— INSTRUCTIONS TO FOLLOW —
Return, exactly, the line that contains "Vision module – locates any sunlight" together with all lines after it to the end of the entries, and no further lines.

— Free-text object descriptions —
* * * *
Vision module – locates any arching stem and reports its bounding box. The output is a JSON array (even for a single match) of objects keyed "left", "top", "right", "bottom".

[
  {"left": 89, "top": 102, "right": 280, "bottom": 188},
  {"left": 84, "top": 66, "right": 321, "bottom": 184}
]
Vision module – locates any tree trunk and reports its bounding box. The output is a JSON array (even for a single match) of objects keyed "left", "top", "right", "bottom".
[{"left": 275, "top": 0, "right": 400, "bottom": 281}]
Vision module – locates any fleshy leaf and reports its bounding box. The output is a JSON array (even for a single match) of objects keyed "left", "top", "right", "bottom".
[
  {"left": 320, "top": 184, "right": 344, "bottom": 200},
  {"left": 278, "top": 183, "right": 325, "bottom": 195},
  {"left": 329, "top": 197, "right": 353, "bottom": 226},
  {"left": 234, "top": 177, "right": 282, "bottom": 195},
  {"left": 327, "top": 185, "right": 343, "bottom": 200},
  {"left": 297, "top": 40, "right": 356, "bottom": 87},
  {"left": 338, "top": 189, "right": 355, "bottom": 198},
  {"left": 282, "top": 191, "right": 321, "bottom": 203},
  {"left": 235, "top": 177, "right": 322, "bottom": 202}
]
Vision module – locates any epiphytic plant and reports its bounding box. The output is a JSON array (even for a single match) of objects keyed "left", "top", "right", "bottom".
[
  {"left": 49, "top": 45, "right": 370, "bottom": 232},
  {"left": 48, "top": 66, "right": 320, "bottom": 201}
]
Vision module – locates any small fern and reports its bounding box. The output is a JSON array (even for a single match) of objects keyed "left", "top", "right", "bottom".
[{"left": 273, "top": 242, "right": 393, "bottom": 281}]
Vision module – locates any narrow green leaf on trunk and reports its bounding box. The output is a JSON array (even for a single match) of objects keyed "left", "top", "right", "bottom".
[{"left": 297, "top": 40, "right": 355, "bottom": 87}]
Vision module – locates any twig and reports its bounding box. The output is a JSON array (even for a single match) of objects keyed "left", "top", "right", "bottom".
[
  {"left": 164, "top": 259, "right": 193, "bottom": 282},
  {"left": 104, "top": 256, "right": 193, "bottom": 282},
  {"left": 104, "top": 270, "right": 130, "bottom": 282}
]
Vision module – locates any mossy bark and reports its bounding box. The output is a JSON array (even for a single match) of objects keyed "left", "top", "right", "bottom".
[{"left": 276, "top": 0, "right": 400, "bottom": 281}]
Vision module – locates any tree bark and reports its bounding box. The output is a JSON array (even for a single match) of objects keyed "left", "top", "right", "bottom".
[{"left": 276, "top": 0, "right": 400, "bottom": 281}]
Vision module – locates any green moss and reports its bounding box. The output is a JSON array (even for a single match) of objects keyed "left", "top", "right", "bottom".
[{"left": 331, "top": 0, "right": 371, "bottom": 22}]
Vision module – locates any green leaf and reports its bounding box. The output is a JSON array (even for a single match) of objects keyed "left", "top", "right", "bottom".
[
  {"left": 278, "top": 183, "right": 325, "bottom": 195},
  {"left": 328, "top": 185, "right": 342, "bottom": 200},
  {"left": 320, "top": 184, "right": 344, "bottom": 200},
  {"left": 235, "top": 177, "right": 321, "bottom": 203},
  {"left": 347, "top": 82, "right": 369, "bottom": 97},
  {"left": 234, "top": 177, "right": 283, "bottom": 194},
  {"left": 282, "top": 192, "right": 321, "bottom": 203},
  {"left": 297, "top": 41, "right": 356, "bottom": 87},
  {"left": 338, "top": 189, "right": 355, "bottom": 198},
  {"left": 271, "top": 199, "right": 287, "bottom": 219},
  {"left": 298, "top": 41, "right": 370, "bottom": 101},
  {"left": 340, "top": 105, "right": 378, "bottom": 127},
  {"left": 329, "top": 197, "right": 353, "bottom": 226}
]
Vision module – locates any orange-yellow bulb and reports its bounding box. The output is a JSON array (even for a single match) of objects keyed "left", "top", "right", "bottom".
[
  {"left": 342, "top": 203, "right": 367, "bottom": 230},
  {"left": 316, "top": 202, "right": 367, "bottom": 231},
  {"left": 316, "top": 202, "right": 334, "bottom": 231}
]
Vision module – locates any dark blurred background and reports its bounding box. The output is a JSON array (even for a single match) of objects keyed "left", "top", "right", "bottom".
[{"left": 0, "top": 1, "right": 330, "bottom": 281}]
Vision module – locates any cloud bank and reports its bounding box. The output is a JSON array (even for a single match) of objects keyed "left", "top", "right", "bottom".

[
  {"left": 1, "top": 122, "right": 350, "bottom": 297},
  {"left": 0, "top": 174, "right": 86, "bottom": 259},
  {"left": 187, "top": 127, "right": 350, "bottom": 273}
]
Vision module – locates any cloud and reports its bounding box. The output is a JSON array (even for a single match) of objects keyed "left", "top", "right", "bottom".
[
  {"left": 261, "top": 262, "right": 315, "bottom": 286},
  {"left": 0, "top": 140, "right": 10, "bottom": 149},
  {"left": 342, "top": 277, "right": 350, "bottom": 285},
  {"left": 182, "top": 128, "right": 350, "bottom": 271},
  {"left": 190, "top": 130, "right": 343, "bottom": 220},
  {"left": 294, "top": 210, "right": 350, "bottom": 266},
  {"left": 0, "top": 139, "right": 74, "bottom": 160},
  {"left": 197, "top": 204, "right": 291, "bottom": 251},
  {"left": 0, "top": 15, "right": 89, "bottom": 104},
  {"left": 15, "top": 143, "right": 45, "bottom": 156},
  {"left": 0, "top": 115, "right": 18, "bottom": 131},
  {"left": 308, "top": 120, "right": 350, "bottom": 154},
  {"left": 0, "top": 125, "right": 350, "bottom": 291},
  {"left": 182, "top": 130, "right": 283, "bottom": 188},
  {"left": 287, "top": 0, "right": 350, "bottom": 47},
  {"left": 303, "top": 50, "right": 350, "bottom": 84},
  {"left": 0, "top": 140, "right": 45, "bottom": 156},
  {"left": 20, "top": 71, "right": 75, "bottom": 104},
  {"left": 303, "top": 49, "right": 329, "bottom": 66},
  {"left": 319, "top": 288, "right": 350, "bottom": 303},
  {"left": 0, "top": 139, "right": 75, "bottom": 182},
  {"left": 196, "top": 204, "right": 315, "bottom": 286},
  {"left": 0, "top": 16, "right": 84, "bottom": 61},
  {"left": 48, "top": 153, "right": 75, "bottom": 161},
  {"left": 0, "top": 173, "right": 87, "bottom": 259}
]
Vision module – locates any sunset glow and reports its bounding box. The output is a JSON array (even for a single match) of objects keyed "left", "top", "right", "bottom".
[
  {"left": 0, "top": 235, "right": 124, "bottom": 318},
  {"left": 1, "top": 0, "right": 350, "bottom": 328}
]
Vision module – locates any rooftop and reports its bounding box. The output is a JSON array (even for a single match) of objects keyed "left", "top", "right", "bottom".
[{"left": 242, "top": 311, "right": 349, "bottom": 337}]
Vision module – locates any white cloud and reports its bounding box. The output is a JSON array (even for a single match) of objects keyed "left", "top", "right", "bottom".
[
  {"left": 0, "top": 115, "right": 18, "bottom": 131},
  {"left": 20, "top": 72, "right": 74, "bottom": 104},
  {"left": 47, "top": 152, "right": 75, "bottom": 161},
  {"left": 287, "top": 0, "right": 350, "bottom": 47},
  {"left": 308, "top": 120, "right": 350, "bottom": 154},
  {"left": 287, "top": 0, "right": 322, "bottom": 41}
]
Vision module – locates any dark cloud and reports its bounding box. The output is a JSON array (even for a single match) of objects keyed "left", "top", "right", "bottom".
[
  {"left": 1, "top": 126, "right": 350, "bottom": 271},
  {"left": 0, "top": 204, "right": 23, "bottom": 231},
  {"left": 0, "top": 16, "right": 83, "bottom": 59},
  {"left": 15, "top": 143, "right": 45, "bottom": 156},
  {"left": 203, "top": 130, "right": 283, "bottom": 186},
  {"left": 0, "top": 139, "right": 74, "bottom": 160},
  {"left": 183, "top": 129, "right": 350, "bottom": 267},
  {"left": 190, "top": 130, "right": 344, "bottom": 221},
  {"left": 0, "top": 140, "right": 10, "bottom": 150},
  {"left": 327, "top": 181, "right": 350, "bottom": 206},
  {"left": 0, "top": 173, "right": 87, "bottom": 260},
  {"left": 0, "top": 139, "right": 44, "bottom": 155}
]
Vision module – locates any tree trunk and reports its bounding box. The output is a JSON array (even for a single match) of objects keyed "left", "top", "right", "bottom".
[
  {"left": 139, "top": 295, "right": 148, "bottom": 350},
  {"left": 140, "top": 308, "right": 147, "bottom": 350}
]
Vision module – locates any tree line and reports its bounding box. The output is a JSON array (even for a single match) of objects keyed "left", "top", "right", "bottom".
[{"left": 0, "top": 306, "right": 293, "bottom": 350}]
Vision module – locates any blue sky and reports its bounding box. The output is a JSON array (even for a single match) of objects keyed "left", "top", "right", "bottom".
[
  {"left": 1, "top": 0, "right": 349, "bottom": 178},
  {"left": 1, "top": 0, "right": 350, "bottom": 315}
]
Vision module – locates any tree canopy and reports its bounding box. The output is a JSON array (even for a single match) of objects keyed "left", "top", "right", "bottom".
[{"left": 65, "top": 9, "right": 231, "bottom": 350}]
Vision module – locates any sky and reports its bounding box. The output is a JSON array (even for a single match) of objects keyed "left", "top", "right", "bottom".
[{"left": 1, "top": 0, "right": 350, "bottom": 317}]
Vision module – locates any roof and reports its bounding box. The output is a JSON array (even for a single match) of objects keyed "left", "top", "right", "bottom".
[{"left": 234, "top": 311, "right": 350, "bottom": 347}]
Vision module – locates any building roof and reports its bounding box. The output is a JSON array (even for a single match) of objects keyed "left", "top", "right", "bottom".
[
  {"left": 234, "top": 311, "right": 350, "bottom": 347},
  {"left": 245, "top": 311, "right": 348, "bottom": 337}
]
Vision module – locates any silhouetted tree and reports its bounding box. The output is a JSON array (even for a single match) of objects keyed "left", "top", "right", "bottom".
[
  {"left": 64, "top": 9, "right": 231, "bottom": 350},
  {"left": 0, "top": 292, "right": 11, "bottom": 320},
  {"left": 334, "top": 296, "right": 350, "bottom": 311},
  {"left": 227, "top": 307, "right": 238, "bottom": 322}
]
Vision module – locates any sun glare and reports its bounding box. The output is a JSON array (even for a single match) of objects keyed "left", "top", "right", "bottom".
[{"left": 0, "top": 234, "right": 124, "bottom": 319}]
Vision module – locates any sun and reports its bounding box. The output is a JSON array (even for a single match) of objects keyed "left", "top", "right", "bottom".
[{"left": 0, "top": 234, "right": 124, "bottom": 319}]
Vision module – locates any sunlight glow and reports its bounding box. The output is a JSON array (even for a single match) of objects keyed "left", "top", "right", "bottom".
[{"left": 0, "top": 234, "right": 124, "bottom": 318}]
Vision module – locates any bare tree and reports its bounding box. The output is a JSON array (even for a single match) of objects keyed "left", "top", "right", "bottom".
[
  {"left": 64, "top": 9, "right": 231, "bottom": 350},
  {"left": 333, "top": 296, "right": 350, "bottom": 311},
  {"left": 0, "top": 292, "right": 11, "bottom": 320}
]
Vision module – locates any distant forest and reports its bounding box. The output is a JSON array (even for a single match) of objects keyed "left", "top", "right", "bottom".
* * * *
— REPLY TO THE EXERCISE —
Vision module – locates any sunlight glow and reports its bounding box. The output is a JSON array (even for a single match) of objects keyed "left", "top", "right", "bottom".
[{"left": 0, "top": 234, "right": 124, "bottom": 318}]
Vision module – locates any bare tree and reports its bounding box. The output is a JSON array (even for a single match) of objects keyed "left", "top", "right", "bottom".
[
  {"left": 64, "top": 9, "right": 231, "bottom": 350},
  {"left": 333, "top": 296, "right": 350, "bottom": 311},
  {"left": 0, "top": 292, "right": 11, "bottom": 320}
]
Vision module – locates any distant forest and reports its bounding box. The output is a JSON array (even for a single match) of objects keyed "left", "top", "right", "bottom".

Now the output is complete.